→ Directions for this task: Collect every line of the records below that contains the word "white".

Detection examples

^^^^

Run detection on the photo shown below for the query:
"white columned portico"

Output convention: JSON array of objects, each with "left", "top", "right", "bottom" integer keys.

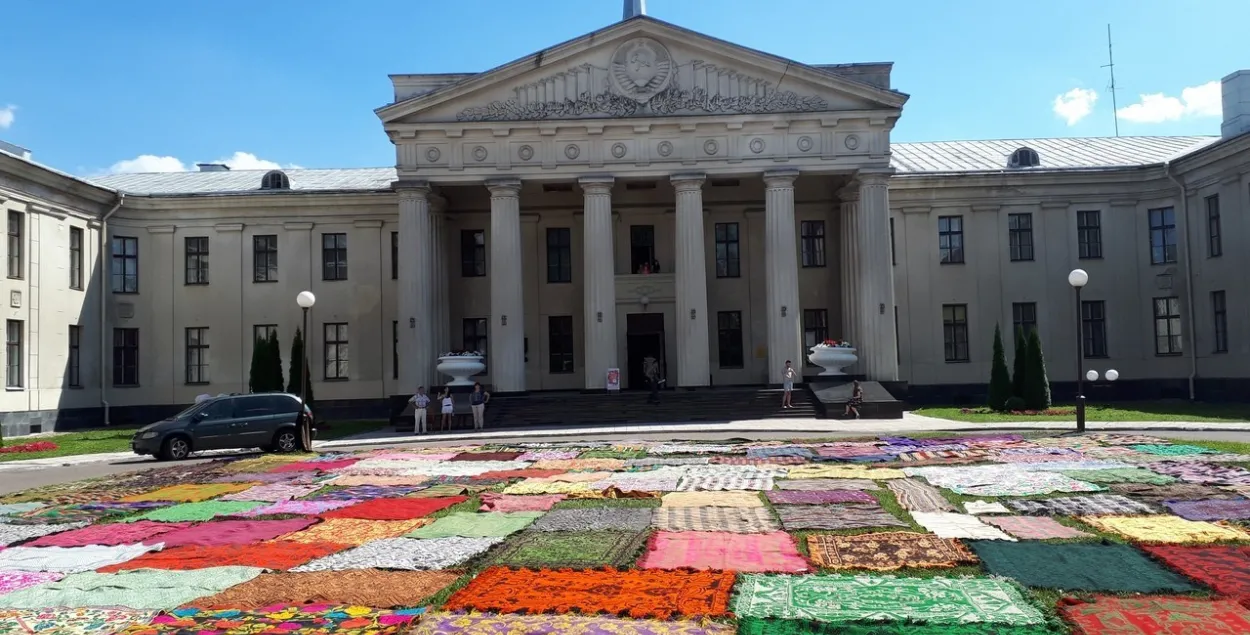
[
  {"left": 671, "top": 174, "right": 711, "bottom": 386},
  {"left": 486, "top": 179, "right": 525, "bottom": 393},
  {"left": 855, "top": 169, "right": 899, "bottom": 381},
  {"left": 578, "top": 176, "right": 619, "bottom": 390},
  {"left": 764, "top": 170, "right": 804, "bottom": 384},
  {"left": 395, "top": 181, "right": 439, "bottom": 394}
]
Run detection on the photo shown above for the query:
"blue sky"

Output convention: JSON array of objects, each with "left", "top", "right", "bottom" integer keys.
[{"left": 0, "top": 0, "right": 1250, "bottom": 175}]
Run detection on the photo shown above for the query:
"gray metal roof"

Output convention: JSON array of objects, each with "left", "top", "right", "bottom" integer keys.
[{"left": 90, "top": 136, "right": 1220, "bottom": 196}]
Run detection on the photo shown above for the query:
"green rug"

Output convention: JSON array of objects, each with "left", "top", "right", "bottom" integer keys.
[
  {"left": 493, "top": 531, "right": 648, "bottom": 569},
  {"left": 408, "top": 511, "right": 543, "bottom": 538},
  {"left": 969, "top": 540, "right": 1198, "bottom": 593},
  {"left": 733, "top": 574, "right": 1044, "bottom": 625}
]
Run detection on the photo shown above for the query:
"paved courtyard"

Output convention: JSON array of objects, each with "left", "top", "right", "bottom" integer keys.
[{"left": 0, "top": 434, "right": 1250, "bottom": 635}]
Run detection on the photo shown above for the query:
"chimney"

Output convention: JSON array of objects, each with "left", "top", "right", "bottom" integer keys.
[{"left": 1220, "top": 70, "right": 1250, "bottom": 139}]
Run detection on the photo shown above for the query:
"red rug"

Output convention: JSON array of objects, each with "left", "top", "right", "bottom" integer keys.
[
  {"left": 321, "top": 496, "right": 469, "bottom": 520},
  {"left": 1059, "top": 595, "right": 1250, "bottom": 635},
  {"left": 1141, "top": 545, "right": 1250, "bottom": 598},
  {"left": 444, "top": 566, "right": 734, "bottom": 620}
]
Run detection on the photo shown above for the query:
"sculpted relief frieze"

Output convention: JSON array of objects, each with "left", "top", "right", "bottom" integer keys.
[{"left": 456, "top": 38, "right": 828, "bottom": 121}]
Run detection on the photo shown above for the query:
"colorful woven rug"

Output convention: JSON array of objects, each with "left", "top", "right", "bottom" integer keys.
[
  {"left": 491, "top": 531, "right": 646, "bottom": 569},
  {"left": 1141, "top": 545, "right": 1250, "bottom": 599},
  {"left": 774, "top": 503, "right": 908, "bottom": 531},
  {"left": 444, "top": 566, "right": 734, "bottom": 620},
  {"left": 118, "top": 604, "right": 425, "bottom": 635},
  {"left": 639, "top": 531, "right": 811, "bottom": 574},
  {"left": 734, "top": 574, "right": 1043, "bottom": 625},
  {"left": 411, "top": 613, "right": 735, "bottom": 635},
  {"left": 1059, "top": 595, "right": 1250, "bottom": 635},
  {"left": 971, "top": 540, "right": 1196, "bottom": 593},
  {"left": 185, "top": 569, "right": 460, "bottom": 610},
  {"left": 808, "top": 531, "right": 976, "bottom": 571}
]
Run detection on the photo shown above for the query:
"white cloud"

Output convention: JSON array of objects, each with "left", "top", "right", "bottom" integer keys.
[
  {"left": 104, "top": 151, "right": 300, "bottom": 174},
  {"left": 1116, "top": 81, "right": 1223, "bottom": 124},
  {"left": 1051, "top": 89, "right": 1098, "bottom": 126}
]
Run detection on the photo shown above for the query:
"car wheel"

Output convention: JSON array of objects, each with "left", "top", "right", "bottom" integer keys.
[
  {"left": 273, "top": 430, "right": 299, "bottom": 454},
  {"left": 160, "top": 436, "right": 191, "bottom": 461}
]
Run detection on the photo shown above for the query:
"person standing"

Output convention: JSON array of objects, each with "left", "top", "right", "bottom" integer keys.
[
  {"left": 781, "top": 360, "right": 799, "bottom": 408},
  {"left": 469, "top": 381, "right": 490, "bottom": 430},
  {"left": 408, "top": 386, "right": 430, "bottom": 434}
]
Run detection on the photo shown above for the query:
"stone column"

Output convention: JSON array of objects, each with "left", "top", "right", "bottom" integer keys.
[
  {"left": 486, "top": 179, "right": 525, "bottom": 393},
  {"left": 764, "top": 170, "right": 803, "bottom": 384},
  {"left": 855, "top": 170, "right": 899, "bottom": 381},
  {"left": 400, "top": 181, "right": 439, "bottom": 395},
  {"left": 671, "top": 174, "right": 711, "bottom": 386},
  {"left": 578, "top": 176, "right": 619, "bottom": 390},
  {"left": 838, "top": 183, "right": 861, "bottom": 374}
]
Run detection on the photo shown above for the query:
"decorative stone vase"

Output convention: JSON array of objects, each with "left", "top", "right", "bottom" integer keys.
[
  {"left": 438, "top": 355, "right": 486, "bottom": 386},
  {"left": 808, "top": 346, "right": 859, "bottom": 376}
]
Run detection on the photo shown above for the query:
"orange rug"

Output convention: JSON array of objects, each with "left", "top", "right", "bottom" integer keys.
[{"left": 444, "top": 566, "right": 735, "bottom": 620}]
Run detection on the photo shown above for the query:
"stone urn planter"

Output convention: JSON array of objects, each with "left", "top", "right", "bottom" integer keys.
[
  {"left": 438, "top": 355, "right": 486, "bottom": 386},
  {"left": 808, "top": 346, "right": 859, "bottom": 378}
]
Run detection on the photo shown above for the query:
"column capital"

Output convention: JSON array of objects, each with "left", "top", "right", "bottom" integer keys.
[
  {"left": 669, "top": 173, "right": 708, "bottom": 191},
  {"left": 764, "top": 169, "right": 799, "bottom": 188},
  {"left": 486, "top": 179, "right": 521, "bottom": 198},
  {"left": 578, "top": 175, "right": 616, "bottom": 194}
]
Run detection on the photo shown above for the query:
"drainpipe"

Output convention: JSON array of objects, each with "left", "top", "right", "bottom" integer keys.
[
  {"left": 96, "top": 191, "right": 126, "bottom": 426},
  {"left": 1164, "top": 161, "right": 1198, "bottom": 401}
]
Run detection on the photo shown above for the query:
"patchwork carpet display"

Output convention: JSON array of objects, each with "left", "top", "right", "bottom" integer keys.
[{"left": 0, "top": 434, "right": 1250, "bottom": 635}]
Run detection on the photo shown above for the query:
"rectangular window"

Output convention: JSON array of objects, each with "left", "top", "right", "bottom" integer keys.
[
  {"left": 714, "top": 223, "right": 743, "bottom": 278},
  {"left": 1011, "top": 303, "right": 1038, "bottom": 341},
  {"left": 716, "top": 311, "right": 743, "bottom": 369},
  {"left": 803, "top": 309, "right": 829, "bottom": 355},
  {"left": 1206, "top": 194, "right": 1224, "bottom": 258},
  {"left": 113, "top": 329, "right": 139, "bottom": 386},
  {"left": 1211, "top": 291, "right": 1229, "bottom": 353},
  {"left": 9, "top": 211, "right": 26, "bottom": 279},
  {"left": 323, "top": 323, "right": 348, "bottom": 380},
  {"left": 629, "top": 225, "right": 656, "bottom": 274},
  {"left": 109, "top": 236, "right": 139, "bottom": 294},
  {"left": 186, "top": 326, "right": 209, "bottom": 384},
  {"left": 1076, "top": 210, "right": 1103, "bottom": 260},
  {"left": 321, "top": 234, "right": 348, "bottom": 280},
  {"left": 1150, "top": 208, "right": 1176, "bottom": 265},
  {"left": 941, "top": 304, "right": 971, "bottom": 364},
  {"left": 65, "top": 324, "right": 83, "bottom": 388},
  {"left": 1008, "top": 214, "right": 1033, "bottom": 261},
  {"left": 548, "top": 228, "right": 573, "bottom": 281},
  {"left": 938, "top": 216, "right": 964, "bottom": 265},
  {"left": 184, "top": 236, "right": 209, "bottom": 285},
  {"left": 4, "top": 320, "right": 25, "bottom": 388},
  {"left": 1081, "top": 300, "right": 1108, "bottom": 358},
  {"left": 70, "top": 228, "right": 83, "bottom": 291},
  {"left": 1155, "top": 298, "right": 1181, "bottom": 355},
  {"left": 799, "top": 220, "right": 825, "bottom": 266},
  {"left": 251, "top": 234, "right": 278, "bottom": 283},
  {"left": 548, "top": 315, "right": 573, "bottom": 375},
  {"left": 460, "top": 229, "right": 486, "bottom": 278}
]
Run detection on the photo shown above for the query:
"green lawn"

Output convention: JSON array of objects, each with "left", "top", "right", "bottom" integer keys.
[
  {"left": 0, "top": 421, "right": 390, "bottom": 463},
  {"left": 914, "top": 401, "right": 1250, "bottom": 424}
]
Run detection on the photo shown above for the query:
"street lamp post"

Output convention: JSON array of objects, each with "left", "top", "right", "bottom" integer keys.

^^^^

→ Result for this exercise:
"white columned portico"
"white cloud"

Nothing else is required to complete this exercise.